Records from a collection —
━━━━━━━━

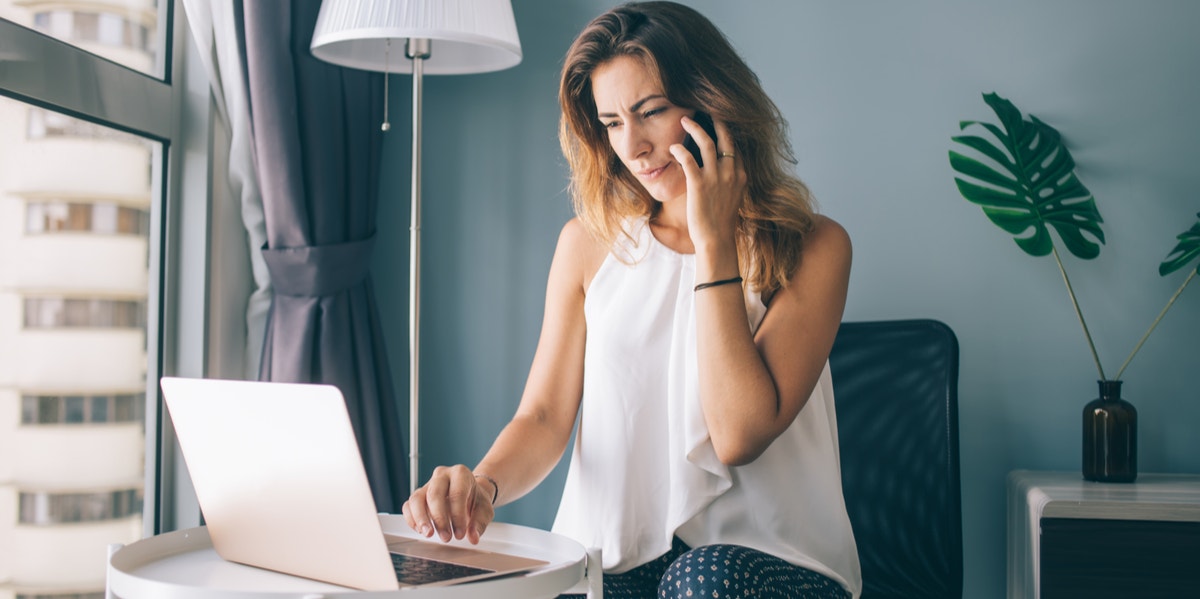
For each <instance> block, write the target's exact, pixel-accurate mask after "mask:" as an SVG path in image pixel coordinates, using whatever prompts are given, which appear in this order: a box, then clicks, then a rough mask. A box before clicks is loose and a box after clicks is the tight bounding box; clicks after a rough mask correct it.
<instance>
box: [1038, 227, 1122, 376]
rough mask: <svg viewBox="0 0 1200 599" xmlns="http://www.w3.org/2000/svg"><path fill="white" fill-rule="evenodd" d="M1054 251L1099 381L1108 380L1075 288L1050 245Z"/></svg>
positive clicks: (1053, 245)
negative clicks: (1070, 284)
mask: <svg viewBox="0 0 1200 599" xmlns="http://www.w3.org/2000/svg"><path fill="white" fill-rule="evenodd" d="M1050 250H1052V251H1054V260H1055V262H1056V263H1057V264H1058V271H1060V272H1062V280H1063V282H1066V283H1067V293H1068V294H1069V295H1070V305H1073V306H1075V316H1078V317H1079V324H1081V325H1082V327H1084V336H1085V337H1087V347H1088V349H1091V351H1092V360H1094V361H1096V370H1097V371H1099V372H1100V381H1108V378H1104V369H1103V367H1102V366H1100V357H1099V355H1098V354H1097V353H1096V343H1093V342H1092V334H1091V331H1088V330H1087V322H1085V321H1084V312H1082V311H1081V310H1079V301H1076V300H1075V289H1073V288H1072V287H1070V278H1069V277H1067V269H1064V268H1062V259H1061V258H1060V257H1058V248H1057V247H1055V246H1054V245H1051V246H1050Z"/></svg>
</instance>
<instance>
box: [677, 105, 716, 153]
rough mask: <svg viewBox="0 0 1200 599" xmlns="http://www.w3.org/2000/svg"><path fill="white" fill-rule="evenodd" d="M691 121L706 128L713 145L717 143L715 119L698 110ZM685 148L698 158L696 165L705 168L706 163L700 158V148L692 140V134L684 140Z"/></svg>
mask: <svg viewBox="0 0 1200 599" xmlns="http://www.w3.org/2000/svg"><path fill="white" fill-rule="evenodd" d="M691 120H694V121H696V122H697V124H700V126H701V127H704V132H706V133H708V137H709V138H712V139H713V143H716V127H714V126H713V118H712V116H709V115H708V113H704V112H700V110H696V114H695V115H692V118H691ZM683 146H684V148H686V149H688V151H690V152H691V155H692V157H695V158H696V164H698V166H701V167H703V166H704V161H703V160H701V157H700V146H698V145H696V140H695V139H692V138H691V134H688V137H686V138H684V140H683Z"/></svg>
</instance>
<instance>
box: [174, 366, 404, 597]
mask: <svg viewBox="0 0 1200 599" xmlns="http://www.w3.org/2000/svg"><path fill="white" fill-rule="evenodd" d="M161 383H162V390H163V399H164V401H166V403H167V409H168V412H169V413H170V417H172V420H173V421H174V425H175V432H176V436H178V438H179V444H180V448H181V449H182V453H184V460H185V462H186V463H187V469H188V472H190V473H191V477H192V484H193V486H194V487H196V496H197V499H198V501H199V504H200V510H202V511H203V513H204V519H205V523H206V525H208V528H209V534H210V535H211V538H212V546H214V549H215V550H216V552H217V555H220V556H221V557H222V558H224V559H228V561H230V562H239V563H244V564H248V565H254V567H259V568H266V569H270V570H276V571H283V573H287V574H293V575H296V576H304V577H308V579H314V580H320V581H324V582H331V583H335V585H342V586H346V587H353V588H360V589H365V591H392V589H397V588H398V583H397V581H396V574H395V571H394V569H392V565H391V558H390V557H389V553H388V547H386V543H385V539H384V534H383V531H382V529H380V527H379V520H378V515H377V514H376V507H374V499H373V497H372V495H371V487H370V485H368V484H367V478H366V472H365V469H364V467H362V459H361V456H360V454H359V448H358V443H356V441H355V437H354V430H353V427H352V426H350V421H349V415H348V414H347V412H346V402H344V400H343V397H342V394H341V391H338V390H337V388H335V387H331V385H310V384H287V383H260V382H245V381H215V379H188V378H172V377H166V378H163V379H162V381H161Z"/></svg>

━━━━━━━━

REQUIRED WORK —
Each entry above should be restated word for word, though no picture may appear in the copy.

RESPONSE FOR THIS EXERCISE —
For each <instance> block, write the target's exact, pixel-accurate mask after "mask:" as an SVG path in image pixel coordinates, using whatever prompts are given, which appear in this order: a box, then clicks, then a rough mask. A box before clicks is loose and a box after clicks is the tight bounding box; clicks after a rough mask correct it.
<instance>
box: [1038, 227, 1122, 376]
rough mask: <svg viewBox="0 0 1200 599" xmlns="http://www.w3.org/2000/svg"><path fill="white" fill-rule="evenodd" d="M1054 251L1099 381L1108 380L1075 288L1050 245Z"/></svg>
positive clicks: (1053, 245)
negative clicks: (1070, 284)
mask: <svg viewBox="0 0 1200 599" xmlns="http://www.w3.org/2000/svg"><path fill="white" fill-rule="evenodd" d="M1050 250H1052V251H1054V260H1055V262H1056V263H1057V264H1058V271H1060V272H1062V280H1063V282H1066V283H1067V293H1068V294H1069V295H1070V305H1073V306H1075V316H1078V317H1079V324H1081V325H1082V327H1084V336H1085V337H1087V347H1088V349H1091V351H1092V360H1094V361H1096V370H1097V371H1099V372H1100V381H1108V378H1104V369H1103V367H1102V366H1100V357H1099V355H1098V354H1097V353H1096V343H1093V342H1092V334H1091V331H1088V330H1087V322H1085V321H1084V312H1082V311H1081V310H1079V301H1076V300H1075V289H1073V288H1072V287H1070V278H1069V277H1067V269H1064V268H1062V259H1061V258H1060V257H1058V248H1057V247H1055V246H1054V245H1051V246H1050Z"/></svg>
</instance>
<instance>
box: [677, 105, 716, 153]
rough mask: <svg viewBox="0 0 1200 599" xmlns="http://www.w3.org/2000/svg"><path fill="white" fill-rule="evenodd" d="M691 121L706 128L713 145L717 143L715 119L698 110ZM685 148L698 158L696 165L705 168L706 163L700 158V148L692 140V134L684 140Z"/></svg>
mask: <svg viewBox="0 0 1200 599" xmlns="http://www.w3.org/2000/svg"><path fill="white" fill-rule="evenodd" d="M691 120H694V121H696V122H697V124H700V126H701V127H704V132H706V133H708V137H709V138H712V139H713V143H716V127H714V126H713V118H712V116H709V115H708V113H704V112H700V110H696V114H695V115H692V118H691ZM683 146H684V148H686V149H688V151H690V152H691V155H692V157H695V158H696V164H698V166H701V167H703V166H704V161H703V160H701V157H700V146H698V145H696V140H695V139H692V138H691V134H688V137H686V138H684V140H683Z"/></svg>
</instance>
<instance>
box: [174, 366, 404, 597]
mask: <svg viewBox="0 0 1200 599" xmlns="http://www.w3.org/2000/svg"><path fill="white" fill-rule="evenodd" d="M161 383H162V390H163V399H164V401H166V403H167V409H168V412H169V413H170V417H172V420H173V421H174V425H175V432H176V436H178V438H179V444H180V448H181V449H182V453H184V460H185V462H186V463H187V469H188V472H190V473H191V477H192V484H193V486H194V487H196V496H197V499H198V501H199V504H200V510H202V511H203V513H204V519H205V523H206V525H208V528H209V534H210V535H211V538H212V546H214V549H215V550H216V552H217V555H220V556H221V557H222V558H224V559H228V561H230V562H239V563H244V564H248V565H254V567H259V568H266V569H270V570H276V571H283V573H287V574H293V575H296V576H304V577H308V579H314V580H320V581H324V582H331V583H335V585H342V586H346V587H353V588H360V589H365V591H392V589H397V588H398V583H397V581H396V574H395V571H394V569H392V565H391V558H390V557H389V553H388V547H386V543H385V539H384V534H383V531H382V529H380V527H379V520H378V515H377V514H376V507H374V499H373V497H372V495H371V487H370V485H368V484H367V478H366V472H365V469H364V467H362V459H361V456H360V454H359V448H358V443H356V441H355V437H354V430H353V427H352V426H350V421H349V415H348V414H347V412H346V402H344V400H343V397H342V394H341V391H338V390H337V388H335V387H331V385H310V384H287V383H260V382H245V381H215V379H188V378H172V377H166V378H163V379H162V381H161Z"/></svg>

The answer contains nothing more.